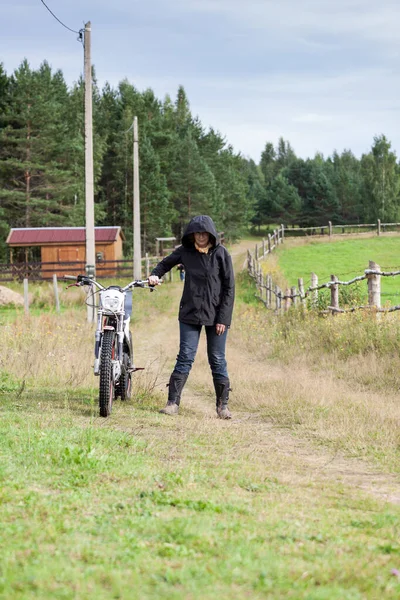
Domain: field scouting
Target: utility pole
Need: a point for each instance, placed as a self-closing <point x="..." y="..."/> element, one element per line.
<point x="137" y="254"/>
<point x="89" y="186"/>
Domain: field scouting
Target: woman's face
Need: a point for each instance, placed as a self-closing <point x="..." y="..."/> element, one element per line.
<point x="202" y="238"/>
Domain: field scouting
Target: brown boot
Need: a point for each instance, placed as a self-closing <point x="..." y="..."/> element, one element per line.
<point x="175" y="387"/>
<point x="222" y="390"/>
<point x="170" y="409"/>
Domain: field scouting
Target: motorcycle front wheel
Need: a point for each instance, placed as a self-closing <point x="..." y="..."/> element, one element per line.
<point x="106" y="391"/>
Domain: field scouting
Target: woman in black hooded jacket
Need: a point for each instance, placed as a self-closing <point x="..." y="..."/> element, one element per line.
<point x="207" y="300"/>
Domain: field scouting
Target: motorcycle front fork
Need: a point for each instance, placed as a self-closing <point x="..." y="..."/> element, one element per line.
<point x="120" y="346"/>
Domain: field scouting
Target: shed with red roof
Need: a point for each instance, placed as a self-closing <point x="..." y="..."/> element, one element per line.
<point x="61" y="246"/>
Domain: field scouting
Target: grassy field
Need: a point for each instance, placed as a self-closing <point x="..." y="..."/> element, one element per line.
※
Set down exactly the lines from the start of the records through the line containing "Target: woman in black hooded jacket", both included, and omit the pictures.

> [Output]:
Domain: field scouting
Target: utility pole
Need: a point for each instance, placed as a self-closing <point x="..." y="..."/> element, one element per line.
<point x="137" y="254"/>
<point x="89" y="186"/>
Domain: field scouting
Target: woman's face
Need: a point for each instance, placed as a self-closing <point x="..." y="..."/> element, one element per line.
<point x="202" y="238"/>
Domain: field scouting
Target: brown boot
Need: a point for each instance, placed as a self-closing <point x="..." y="..."/> element, one element per line.
<point x="175" y="387"/>
<point x="222" y="390"/>
<point x="170" y="409"/>
Domain: field scouting
Target: motorcycle front wheel
Need: a point for each instance, placed as a self-closing <point x="..." y="..."/> element, one element per line.
<point x="106" y="391"/>
Domain: field scouting
Target: woman in black hooded jacket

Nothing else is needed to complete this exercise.